**PASSAGE GIVEN**.
◆ ◆ ◆ ◆
Scotland had not suffered from the Navigation Act of 1651, which forbade foreign ships to import goods into England, or to trade with the colonies, or even to visit them without special leave. This statute was passed, in the words of Blackstone, “to punish our rebellious colonies, and to clip the wings of the Dutch.” It kept the colonial trade in the hands of England, and increased the value of English shipping. The terms of the Union during the Commonwealth had exempted Scotland from its provisions. But now the Union was at an end, and Scotland was once again a separate kingdom. The Parliament of England proceeded to pass a new and even more stringent Navigation Act, which inflicted a deadly blow upon the trade of Scotland.[93]
Sir George Mackenzie traces the origin of this, and other laws hostile to Scottish commerce, to the fact that Clarendon and other English politicians were piqued by the way in which Lauderdale prided himself on having induced the king to withdraw the army from Scotland against their advice. “This excessive boasting,” he says, “that he had prevailed in this over Hyde, Middletoun, and all the English, did somewhat contribute to renew the old discords which had formerly been entertained between the two nations; and occasioned the making of those severe Acts, whereby the Parliament of England debarred the Scots from freedom of trade in their plantations, and from enjoying the benefit of natives in the privilege of shipping.”[94]
The new law was so rigorous that no goods nor produce, of any country, could be imported into the colonies except from England or Wales. Irish goods could not go from Ireland, nor Scottish goods from Scotland. Moreover, the most important products of a colony could enter England, or another colony, only on payment of duty. English ships alone were allowed to carry goods to and from the colonies. The sugar, the tobacco, the cotton, in fact all the most useful produce of the colonies, could be shipped to England only, and could not enter an English port except in an English vessel. Nor could goods be imported into England from the continent of Europe except in English ships, or in ships belonging to the country which actually produced them.
This monopoly, under which the colonies could trade with England alone, was a grievance to the colonies. They, however, had at least the privilege of trading with England. But to the colonial trade of Scotland the Navigation Act was ruinous.
◆ ◆ ◆ ◆
**DATA SEGMENT**.
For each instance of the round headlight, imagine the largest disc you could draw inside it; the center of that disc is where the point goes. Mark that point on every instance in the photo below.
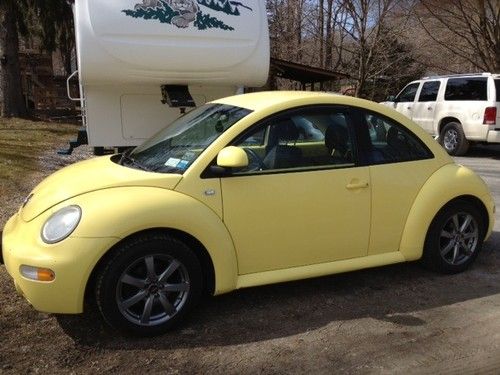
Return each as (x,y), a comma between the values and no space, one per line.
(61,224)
◆ ◆ ◆ ◆
**GIVEN INSTRUCTION 1**.
List every person named in the passage on the Navigation Acts.
**GIVEN INSTRUCTION 2**.
Rewrite the passage on the Navigation Acts from "This monopoly, under" up to and including "Act was ruinous.", putting "devastating" in place of "ruinous".

**EXPECTED OUTPUT 1**.
Blackstone, Sir George Mackenzie, Clarendon, Lauderdale, Hyde, Middletoun

**EXPECTED OUTPUT 2**.
This monopoly, under which the colonies could trade with England alone, was a grievance to the colonies. They, however, had at least the privilege of trading with England. But to the colonial trade of Scotland the Navigation Act was devastating.